* **Texte fourni**:
Basil Zaharoff, l'extraordinaire destin du plus romanesque marchand d'armes

Gamin de Constantinople aux ambitions irrépressibles, il tient le monde entre ses mains en devenant un puissant marchand d’armes. La romancière Jennifer Richard lui consacre un livre remarquable*. Des hautes sphères de la société aux conciliabules où chacun se dispute sa part de marché, en passant par les alcôves où s’effeuillent les rêves les plus secrets, retour sur une vie d’aventures... 

Par Fanny del Volta - 28 janvier 2021, 08h30

 Une histoire époustouflante, digne d’un roman.
Une histoire époustouflante, digne d’un roman. © akg-images / Interfoto

De Basil Zaharoff, il a été possible de compter la fortune, ses dons aux œuvres caritatives, le nombre d’armes ou de sous-marins qu’il a vendus et surtout les morts liés à son activité autour de la guerre. Mais nul ne peut dire encore aujourd’hui combien de vies il s’est inventées pour nourrir ses ambitions, satisfaire sa mégalomanie ou encore apaiser sa conscience.

* **Extrait de données**:
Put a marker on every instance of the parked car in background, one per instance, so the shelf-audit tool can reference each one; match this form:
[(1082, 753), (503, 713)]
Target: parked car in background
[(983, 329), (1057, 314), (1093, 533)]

* **Énoncé**: Reformulez sous forme de liste le paragraphe du texte sur Basil Zaharoff qui commence par « De Basil Zaharoff, il a été possible », en gardant ses faits principaux. Les lignes ne sont pas nécessaires pour cet exercice.

* **Corrigé**:
- Sa fortune, ses dons aux œuvres caritatives et le nombre d'armes ou de sous-marins vendus ont pu être comptés.
- On a surtout pu compter les morts liés à son activité autour de la guerre.
- Nul ne sait encore combien de vies il s'est inventées pour nourrir ses ambitions, satisfaire sa mégalomanie ou apaiser sa conscience.